Your objective
Please recast every line of the records below as a JSON list of strings, one string per line, skipping blank lines. Leave the pictures out of the list.

Pointing records for named objects
┄┄┄┄┄┄┄┄┄┄

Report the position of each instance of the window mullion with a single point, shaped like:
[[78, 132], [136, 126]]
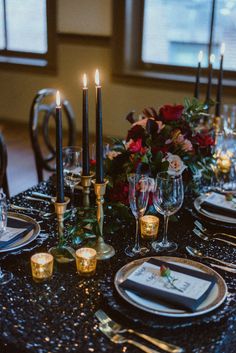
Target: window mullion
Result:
[[5, 23], [211, 29]]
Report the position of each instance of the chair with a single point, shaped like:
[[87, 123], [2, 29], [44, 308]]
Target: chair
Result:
[[42, 118], [3, 166]]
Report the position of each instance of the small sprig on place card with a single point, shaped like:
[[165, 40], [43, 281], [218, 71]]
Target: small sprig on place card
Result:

┄┄┄┄┄┄┄┄┄┄

Answer for the task
[
  "Report the position of each instance of the window mullion with a single point, shaped like:",
  "[[78, 132], [136, 126]]",
  "Target: window mullion",
  "Result:",
  "[[5, 23], [211, 29]]",
  "Report the position of each instance of the chair with a single point, shaped like:",
  "[[87, 123], [2, 29], [44, 308]]",
  "Target: chair",
  "Result:",
  "[[42, 118], [3, 166]]",
  "Report the position of each instance of the small sprig on place card with a single point, shaped like:",
  "[[165, 40], [43, 281], [218, 71]]",
  "Target: small sprig on place card",
  "Result:"
]